WORK INSTRUCTIONS:
Answer these questions from the Hamburg Inn text below:
1. In what year did the North Linn Street location open?
2. Which flavor does the boy diner call his favorite?
3. Which NFL team drafted Nate Kaeding?

Just blocks from the University of Iowa campus sits the Hamburg Inn No.
2.
Since the 1940s, this cozy diner has served as a gathering place for students, writers, and locals alike.
Inside, you'll find Formica tables, old photos on the walls, and a menu that spans farm fresh eggs and pancakes to smash burgers and signature pie shakes thick enough to stand a spoon.
[Boy Diner] My favorite one is French silk.
It's the best thing ever.
[Male Diner] My first time, Jamar told me to come.
This is some of the best food I've had in Iowa.
I'm not gonna lie.
[Female Diner] I'm in Iowa City here with my sister who lives nearby, and I asked her before I go back I wanted to have the best pork loin tenderloin sandwich, and she brought me here, and it was excellent.
[Kohlsdorf] The original Hamburg Inn sold nickel burgers on Iowa Avenue near the Old Capitol.
This location opened on North Linn Street in 1948, hence number two.
After an ownership change in 2016 and tough pandemic years, the eatery's future looked, well, shaky.
That's when a hometown hero called an audible.
[Nate Kaeding] I'm a local local.
I was born and raised just up the street on the mean streets of Coralville, Iowa.
Grew up in the 80s and 90s here and went and played college football here in the early 2000s and a lot of great memories of the Hamburg Inn.
[Kohlsdorf] After his career at Kinnick, Nate Kaeding was drafted by the NFL's San Diego Chargers.
He would spend nine seasons with the team, becoming one of the most accurate kickers in the NFL.

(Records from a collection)
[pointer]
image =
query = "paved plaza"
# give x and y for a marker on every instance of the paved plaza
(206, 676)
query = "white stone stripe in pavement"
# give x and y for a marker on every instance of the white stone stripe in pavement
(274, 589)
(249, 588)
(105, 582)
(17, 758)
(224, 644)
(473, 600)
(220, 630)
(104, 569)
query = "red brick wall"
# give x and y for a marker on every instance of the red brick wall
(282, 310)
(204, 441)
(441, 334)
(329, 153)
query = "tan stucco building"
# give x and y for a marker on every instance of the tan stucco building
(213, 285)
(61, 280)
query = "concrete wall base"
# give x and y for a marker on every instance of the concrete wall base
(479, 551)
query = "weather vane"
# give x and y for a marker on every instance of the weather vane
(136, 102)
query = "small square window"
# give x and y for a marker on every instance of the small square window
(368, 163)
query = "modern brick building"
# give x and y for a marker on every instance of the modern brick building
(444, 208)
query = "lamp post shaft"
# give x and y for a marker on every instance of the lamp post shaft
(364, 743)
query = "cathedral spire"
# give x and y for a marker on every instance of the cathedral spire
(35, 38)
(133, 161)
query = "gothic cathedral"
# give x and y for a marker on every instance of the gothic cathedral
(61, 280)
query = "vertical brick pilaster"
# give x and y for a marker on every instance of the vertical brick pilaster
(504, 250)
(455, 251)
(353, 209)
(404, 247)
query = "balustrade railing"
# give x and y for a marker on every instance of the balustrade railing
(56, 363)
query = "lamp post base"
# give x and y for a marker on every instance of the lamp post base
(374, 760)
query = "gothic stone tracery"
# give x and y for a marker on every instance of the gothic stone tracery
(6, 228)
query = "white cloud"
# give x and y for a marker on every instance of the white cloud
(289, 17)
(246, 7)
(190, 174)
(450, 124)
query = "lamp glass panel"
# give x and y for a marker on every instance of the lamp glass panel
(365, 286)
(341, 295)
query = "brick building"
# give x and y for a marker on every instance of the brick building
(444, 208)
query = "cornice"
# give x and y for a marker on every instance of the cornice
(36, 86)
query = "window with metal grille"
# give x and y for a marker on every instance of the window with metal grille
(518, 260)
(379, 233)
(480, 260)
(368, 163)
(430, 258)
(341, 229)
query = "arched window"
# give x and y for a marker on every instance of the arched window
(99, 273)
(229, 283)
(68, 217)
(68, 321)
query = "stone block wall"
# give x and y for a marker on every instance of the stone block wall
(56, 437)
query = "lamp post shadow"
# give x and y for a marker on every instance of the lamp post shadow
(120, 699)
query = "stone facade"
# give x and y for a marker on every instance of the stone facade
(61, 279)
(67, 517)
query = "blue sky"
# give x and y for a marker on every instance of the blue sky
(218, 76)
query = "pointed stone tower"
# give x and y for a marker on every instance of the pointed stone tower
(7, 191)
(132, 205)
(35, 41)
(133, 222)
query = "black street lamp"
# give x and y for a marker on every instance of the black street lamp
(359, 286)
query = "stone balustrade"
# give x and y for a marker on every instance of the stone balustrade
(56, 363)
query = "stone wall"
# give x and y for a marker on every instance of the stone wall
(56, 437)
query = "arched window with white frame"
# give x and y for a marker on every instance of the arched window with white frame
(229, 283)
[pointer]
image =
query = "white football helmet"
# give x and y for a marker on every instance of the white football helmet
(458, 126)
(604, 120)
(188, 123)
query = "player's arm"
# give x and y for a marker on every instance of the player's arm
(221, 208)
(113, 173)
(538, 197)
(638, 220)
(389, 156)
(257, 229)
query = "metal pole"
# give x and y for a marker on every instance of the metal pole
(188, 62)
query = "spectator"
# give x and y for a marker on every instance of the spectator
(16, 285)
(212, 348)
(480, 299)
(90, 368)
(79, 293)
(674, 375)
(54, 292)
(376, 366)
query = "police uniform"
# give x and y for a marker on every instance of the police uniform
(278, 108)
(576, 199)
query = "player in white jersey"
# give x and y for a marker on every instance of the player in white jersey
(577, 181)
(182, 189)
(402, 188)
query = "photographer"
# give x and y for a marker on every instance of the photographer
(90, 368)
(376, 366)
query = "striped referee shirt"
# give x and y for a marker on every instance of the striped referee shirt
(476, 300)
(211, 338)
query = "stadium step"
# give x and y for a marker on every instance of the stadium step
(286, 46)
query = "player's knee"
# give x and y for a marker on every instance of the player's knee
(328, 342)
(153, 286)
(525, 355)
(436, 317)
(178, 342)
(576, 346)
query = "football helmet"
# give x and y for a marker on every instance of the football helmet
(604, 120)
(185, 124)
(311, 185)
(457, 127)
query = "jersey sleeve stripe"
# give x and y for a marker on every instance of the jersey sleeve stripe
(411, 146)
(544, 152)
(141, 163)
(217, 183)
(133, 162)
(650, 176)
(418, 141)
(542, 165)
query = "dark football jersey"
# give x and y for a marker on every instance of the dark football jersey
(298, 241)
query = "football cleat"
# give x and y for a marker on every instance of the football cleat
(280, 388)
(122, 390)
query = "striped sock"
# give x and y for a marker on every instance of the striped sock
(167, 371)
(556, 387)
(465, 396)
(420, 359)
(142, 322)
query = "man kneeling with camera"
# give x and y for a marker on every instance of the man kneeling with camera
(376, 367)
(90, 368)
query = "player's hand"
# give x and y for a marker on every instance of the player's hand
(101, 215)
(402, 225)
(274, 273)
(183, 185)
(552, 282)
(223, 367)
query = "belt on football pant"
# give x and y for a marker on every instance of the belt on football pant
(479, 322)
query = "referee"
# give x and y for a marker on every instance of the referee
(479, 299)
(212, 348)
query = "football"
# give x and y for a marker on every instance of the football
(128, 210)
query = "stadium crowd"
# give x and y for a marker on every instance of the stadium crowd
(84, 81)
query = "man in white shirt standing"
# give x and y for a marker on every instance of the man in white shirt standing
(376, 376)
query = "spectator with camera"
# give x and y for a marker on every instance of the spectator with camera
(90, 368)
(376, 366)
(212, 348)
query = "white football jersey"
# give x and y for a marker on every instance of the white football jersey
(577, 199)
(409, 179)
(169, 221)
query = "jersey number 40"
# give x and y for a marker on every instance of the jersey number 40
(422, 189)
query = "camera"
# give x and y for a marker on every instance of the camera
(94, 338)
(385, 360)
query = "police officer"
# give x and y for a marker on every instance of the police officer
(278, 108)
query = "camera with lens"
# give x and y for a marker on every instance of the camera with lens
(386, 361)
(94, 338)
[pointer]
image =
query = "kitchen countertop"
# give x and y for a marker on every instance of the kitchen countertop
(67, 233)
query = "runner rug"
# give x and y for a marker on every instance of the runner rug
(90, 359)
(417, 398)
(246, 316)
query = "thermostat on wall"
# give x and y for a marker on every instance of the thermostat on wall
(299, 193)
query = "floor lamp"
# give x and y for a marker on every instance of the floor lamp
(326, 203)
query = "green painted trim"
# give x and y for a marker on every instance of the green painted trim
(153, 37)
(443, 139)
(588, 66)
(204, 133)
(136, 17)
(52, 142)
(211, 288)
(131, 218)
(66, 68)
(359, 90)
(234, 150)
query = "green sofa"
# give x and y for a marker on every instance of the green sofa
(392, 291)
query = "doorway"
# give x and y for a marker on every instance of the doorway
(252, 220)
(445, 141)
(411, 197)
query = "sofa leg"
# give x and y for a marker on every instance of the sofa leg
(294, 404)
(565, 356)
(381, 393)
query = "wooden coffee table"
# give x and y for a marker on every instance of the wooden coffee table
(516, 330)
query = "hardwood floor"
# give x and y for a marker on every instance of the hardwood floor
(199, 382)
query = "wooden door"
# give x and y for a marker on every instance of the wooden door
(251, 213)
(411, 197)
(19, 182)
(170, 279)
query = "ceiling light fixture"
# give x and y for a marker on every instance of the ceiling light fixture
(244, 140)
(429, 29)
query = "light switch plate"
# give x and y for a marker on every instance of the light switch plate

ANSWER SPACE:
1. 1948
2. French silk
3. The San Diego Chargers